Supplied text:
-- BEGIN --

08 Ridge regression

class: center, middle, inverse, title-slide

.title[
# 08 Ridge regression
]
.author[
### STAT 406
]
.author[
### Daniel J. McDonald
]
.date[
### Last modified - 2022-10-03
]

---

class: middle, center
background-image: url("https://disher.com/wp-content/uploads/2017/02/Product-Constraints.jpg")
background-size: cover

.primary[.larger[Module]] .huge-blue-number[2]

.primary[regularization, constraints, and nonparametrics]

---

## Recap

So far, we thought of __model selection__ as

.hand[Decide which predictors we would like to use in our linear model]

Or similarly:

.hand[Decide which of a few linear models to use]

To do this, we used a risk estimate, and chose the "model" with the lowest estimate

Let's call what we've done __variable selection__, a specific case of __model selection__.

Moving forward, we need to generalize this to

.hand[Decide which of possibly infinite prediction functions] `$f\in\mathcal{F}$` .hand[to use]

Thankfully, this isn't really any different. We still use those same risk estimates.

__Remember:__ We were choosing models that balance bias and variance (and hence have low prediction risk).

`$$\newcommand{\Expect}[1]{E\left[ #1 \right]}
\newcommand{\Var}[1]{\mathrm{Var}\left[ #1 \right]}
\newcommand{\Cov}[2]{\mathrm{Cov}\left[#1,\ #2\right]}
\newcommand{\given}{\ \vert\ }
\newcommand{\norm}[1]{\left\lVert #1 \right\rVert}
\newcommand{\E}{E}
\renewcommand{\P}{\mathbb{P}}
\newcommand{\R}{\mathbb{R}}
\newcommand{\tr}[1]{\mbox{tr}(#1)}
\newcommand{\brt}{\widehat{\beta}^R_{s}}
\newcommand{\brl}{\widehat{\beta}^R_{\lambda}}
\newcommand{\bls}{\widehat{\beta}_{ols}}
\newcommand{\blt}{\widehat{\beta}^L_{s}}
\newcommand{\bll}{\widehat{\beta}^L_{\lambda}}
\newcommand{\X}{\mathbf{X}}
\newcommand{\y}{\mathbf{y}}$$`

---

## Regularization

* Another way to control bias and variance is through __regularization__ or
__shrinkage__.

* Rather than selecting a few predictors that seem reasonable, maybe trying a few combinations, use them all.

* I mean __ALL__.

-- END --

What is needed:
Answer from the ridge regression slides:
(a) Which course is listed on the title slide?
(b) What is variable selection called a specific case of?
(c) What second name is given for regularization?
Rely only on the ridge regression slides.

Material shown:
-- BEGIN --

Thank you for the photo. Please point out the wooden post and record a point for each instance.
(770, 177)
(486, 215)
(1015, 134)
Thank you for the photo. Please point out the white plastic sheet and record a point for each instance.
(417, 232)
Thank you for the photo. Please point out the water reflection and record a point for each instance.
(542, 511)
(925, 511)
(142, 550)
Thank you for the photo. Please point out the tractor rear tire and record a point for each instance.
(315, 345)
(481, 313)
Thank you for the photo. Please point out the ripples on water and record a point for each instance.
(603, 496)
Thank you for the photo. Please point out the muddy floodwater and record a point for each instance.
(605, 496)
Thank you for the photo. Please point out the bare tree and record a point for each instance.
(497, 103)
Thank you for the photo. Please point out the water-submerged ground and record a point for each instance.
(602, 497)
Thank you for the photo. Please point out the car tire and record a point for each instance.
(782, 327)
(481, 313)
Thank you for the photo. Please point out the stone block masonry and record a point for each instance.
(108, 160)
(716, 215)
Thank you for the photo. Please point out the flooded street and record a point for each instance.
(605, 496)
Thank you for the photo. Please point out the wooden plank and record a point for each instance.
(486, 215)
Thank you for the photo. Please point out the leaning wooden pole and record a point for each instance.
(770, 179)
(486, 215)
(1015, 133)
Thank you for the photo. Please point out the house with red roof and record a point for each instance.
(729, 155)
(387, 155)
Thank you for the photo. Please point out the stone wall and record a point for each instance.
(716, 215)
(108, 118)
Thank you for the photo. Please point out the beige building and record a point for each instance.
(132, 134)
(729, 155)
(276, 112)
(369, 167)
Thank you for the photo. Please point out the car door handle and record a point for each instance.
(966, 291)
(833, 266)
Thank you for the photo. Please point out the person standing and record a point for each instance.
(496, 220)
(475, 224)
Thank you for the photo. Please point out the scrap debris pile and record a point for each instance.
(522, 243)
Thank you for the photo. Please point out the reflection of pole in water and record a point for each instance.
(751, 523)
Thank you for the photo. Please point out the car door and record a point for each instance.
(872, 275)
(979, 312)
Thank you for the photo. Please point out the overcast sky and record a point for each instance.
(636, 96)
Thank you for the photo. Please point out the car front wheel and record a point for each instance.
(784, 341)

-- END --

Solution to this problem:
(a) STAT 406
(b) Model selection
(c) Shrinkage